- Prompt 1
Quote, word for word, the part of the listing that opens with the line containing "If you could point at the man in black" and runs through the final line of the listing, including both.

- Page
───
Our delight was tangible with the first glimpse of the ocean through the mountains as we drove toward Kaikoura. I was only capable of experiencing the delight after the making room for it by emptying my extremely full bladder. I passed up a bathroom stop that I shouldn’t have, oops, but thankfully some public toilets magically appeared when I was sure I couldn’t wait one more minute. That was in Cheviot, a tiny town near the coast just south of Kaikoura. Upon seeing the ocean, it was just a matter of finding the first available picnic spot where we could stop and absorb the sounds of the waves.
The little pull off we found had a table just for us and we were grinning ear to ear, so glad to be back next to the ocean. Lunch consisted of whatever leftover crackers, hummus, peanut butter, and carrot sticks we could find, and after finishing those we knew it was definitely time for another visit to the supermarket. Lucky for us, there was a New World right along the main road just before we reached our accommodation. I wanted to get the groceries before we checked in so I could organize the kitchenette while tech-nomad Paul set up his temporary office. Knowing we’d likely be involved in many tourist activities during our time in Kaikoura, I wanted to avoid another trip to the store that would eat up time that we could be spending on the beach. So, we stocked up the portable pantry and stuffed Zed to the roof before pulling into our hotel. The hosts were fantastic and so helpful in helping us get settled. The kitchenette welcomed us to the room and my eyes instantly fell on the less than mini fridge. “Okay,” I thought, “This is going to take some creative stuffing.” I knew there was no way I was going to fit all the cold stuff and produce in that little box. As I crammed “just one more thing” in, I began questioning if the appliance would remain functional. I began pulling out items that I guessed would rot less quickly than others and would remain edible until we could manage to consume them. Once I managed to get the mountain of groceries somewhat organized, I turned on the hot water to wash my hands. As I wet my hands and proceeded, suddenly the water was scalding hot, and I mean nearly boiling. Wow! I’d never ever experienced that hot of water coming from a tap. Maybe this was a good sign that the heater would work well too. Unfortunately for me, the unbearably, instantly hot water, took me a few days to get used to and I nearly blistered my hands more than once and definitely cussed more than twice in the process. Thankfully the shower did not function in the same manner.
───
- Provided data
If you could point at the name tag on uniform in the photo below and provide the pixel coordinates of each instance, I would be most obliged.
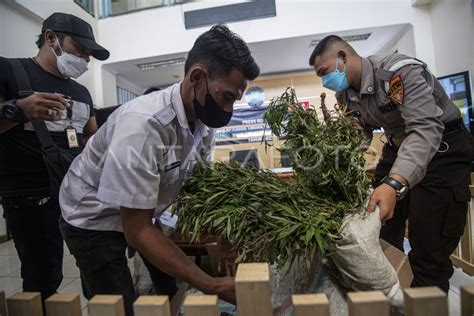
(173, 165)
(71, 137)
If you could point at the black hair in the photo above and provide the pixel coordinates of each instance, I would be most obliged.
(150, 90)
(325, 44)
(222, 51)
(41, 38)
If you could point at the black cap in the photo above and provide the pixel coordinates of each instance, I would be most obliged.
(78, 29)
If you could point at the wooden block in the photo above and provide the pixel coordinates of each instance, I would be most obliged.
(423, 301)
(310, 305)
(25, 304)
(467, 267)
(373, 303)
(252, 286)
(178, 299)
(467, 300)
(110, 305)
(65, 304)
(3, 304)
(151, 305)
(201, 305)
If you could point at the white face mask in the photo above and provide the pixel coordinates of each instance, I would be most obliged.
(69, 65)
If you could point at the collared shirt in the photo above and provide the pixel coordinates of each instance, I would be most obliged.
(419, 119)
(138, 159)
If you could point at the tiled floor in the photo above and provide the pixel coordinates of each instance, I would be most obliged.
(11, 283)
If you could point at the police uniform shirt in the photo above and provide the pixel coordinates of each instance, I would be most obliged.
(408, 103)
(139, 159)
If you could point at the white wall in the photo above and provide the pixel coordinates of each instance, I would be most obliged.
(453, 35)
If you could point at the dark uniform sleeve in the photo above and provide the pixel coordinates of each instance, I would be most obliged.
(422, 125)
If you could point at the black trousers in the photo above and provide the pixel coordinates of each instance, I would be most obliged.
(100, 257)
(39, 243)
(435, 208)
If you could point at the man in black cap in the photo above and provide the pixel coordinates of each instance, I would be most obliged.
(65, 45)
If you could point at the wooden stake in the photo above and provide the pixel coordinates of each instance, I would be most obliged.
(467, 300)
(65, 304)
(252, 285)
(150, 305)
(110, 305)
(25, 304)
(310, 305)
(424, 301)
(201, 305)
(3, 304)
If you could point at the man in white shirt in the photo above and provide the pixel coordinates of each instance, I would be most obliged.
───
- Prompt 2
Print exactly the part of the Kaikoura account that opens with the words containing "Our delight was" and closes with "of the waves.".

- Written response 1
If you could point at the man in black cap in the photo above and provide the pixel coordinates of each instance, I would be most obliged.
(65, 45)
If you could point at the wooden stake in the photo above and provide the pixel coordinates of each instance, I would be most obliged.
(467, 300)
(65, 304)
(252, 285)
(150, 305)
(110, 305)
(25, 304)
(310, 305)
(424, 301)
(201, 305)
(3, 304)
If you could point at the man in white shirt in the photo above and provide the pixel coordinates of each instance, I would be most obliged.

- Written response 2
Our delight was tangible with the first glimpse of the ocean through the mountains as we drove toward Kaikoura. I was only capable of experiencing the delight after the making room for it by emptying my extremely full bladder. I passed up a bathroom stop that I shouldn’t have, oops, but thankfully some public toilets magically appeared when I was sure I couldn’t wait one more minute. That was in Cheviot, a tiny town near the coast just south of Kaikoura. Upon seeing the ocean, it was just a matter of finding the first available picnic spot where we could stop and absorb the sounds of the waves.